*** Reading text
10.1 INTRODUCTION

Interest in studying wetlands has escalated greatly within the last decade, largely in recognition of the ecological and economic damage already suffered because of wetland destruction. In the United States alone, drainage and conversion to agriculture have destroyed more than half the wetlands in the lower 48 states (Tiner, 1984). Sensitivity to these losses in recent years has resulted from improved understanding of the subtle ways in which wetlands affect not only other natural ecosystems but also human societies.

   Many wetlands are connected hydrologically to terrestrial and/or aquatic ecosystems; migrating animals, especially birds, connect non-contiguous ecosystems. Recognition of the importance of wetlands in the United States increased dramatically once declines in waterfowl populations migrating to the southern states were associated with increased conversion of freshwater marshes to agriculture in the prairie pothole region in north-central United States and south-central Canada. In other parts of the world declines in fisheries have been associated with wetland destruction, such as removal of mangroves or submersion of floodplains in reservoirs. Therefore, evaluation of the importance of an individual wetland must often encompass a larger region, such as a distant wetland or a downstream water body. This degree of connectedness increases the difficulty of achieving an understanding of the global impacts of wetlands, such as the effect of increased methane release on the ozone layer (summarized by Dickinson and Cicerone, 1986) or the interactions between evapotranspiration (ET) and climate patterns (e.g. Echternacht, 1982).

   Although wetland losses have been largely checked in many developed countries, their ecological and economic impacts are still not fully appreciated elsewhere in the world. A major reason for this lag in perception is the necessity of studying wetlands as whole ecosystems before an understanding can be attained of their role within a landscape and a human economy. Such an approach requires simultaneous analysis of flows of carbon, nutrients, and water as they interact with climate and other forcing functions. The ecosystem approach is particularly important in wetlands because of the close coupling among carbon, nutrient, and hydrologic cycles (e.g. Chapin et al., 1980; Howarth and Teal, 1980). Small changes in hydroperiod, nutrient supply, or fire frequency, for example, can have dramatic impacts on other phenomena in a wetland and on the values of the wetland itself. These may be difficult and expensive to quantify, as are the more indirect effects on downstream ecosystems or more remote areas that may be just as important.
******
--- Directions ---
A. Reproduce the part of the wetlands text that begins at the words "10.1 INTRODUCTION" and stops after "also human societies.".
B. Answer these questions from the wetlands text:
(i) How much of the wetlands in the lower 48 states have drainage and conversion to agriculture destroyed?
(ii) In what region was the conversion of freshwater marshes to agriculture linked to declines in migrating waterfowl?
(iii) Which three flows does the ecosystem approach require analyzing at the same time?
C. According to the wetlands text, why is the ecosystem approach particularly important in wetlands?
The material has nothing to do with the wetlands text.
*** Given data
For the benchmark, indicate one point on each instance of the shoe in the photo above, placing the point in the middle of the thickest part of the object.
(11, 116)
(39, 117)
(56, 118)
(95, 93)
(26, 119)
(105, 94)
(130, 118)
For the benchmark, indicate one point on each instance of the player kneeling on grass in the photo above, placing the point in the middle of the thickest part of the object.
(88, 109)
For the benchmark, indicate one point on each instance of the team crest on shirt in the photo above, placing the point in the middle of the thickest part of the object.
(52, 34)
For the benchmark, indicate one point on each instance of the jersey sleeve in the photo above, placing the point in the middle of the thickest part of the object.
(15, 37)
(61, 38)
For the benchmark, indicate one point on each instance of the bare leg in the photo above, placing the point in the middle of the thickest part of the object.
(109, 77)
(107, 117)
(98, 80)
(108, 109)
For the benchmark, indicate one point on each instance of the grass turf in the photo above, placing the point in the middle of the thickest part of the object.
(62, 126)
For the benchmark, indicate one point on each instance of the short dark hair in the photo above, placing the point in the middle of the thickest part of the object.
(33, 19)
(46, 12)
******
--- Answers to the problems ---
A.
10.1 INTRODUCTION

Interest in studying wetlands has escalated greatly within the last decade, largely in recognition of the ecological and economic damage already suffered because of wetland destruction. In the United States alone, drainage and conversion to agriculture have destroyed more than half the wetlands in the lower 48 states (Tiner, 1984). Sensitivity to these losses in recent years has resulted from improved understanding of the subtle ways in which wetlands affect not only other natural ecosystems but also human societies.

B.
(i) More than half.
(ii) The prairie pothole region in the north-central United States and south-central Canada.
(iii) Carbon, nutrients, and water.

C. The carbon, nutrient, and hydrologic cycles are closely coupled in wetlands.